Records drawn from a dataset
++++++++++
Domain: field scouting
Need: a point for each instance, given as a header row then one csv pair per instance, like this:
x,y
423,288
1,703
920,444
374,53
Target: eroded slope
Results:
++++++++++
Print only the lines running from the one with "Need: a point" to the final line of the data above, each exactly as it appears.

* REPLY
Need: a point for each instance, given as a header row then one csv pair per instance, like this:
x,y
423,288
1,703
920,444
374,53
Target: eroded slope
Results:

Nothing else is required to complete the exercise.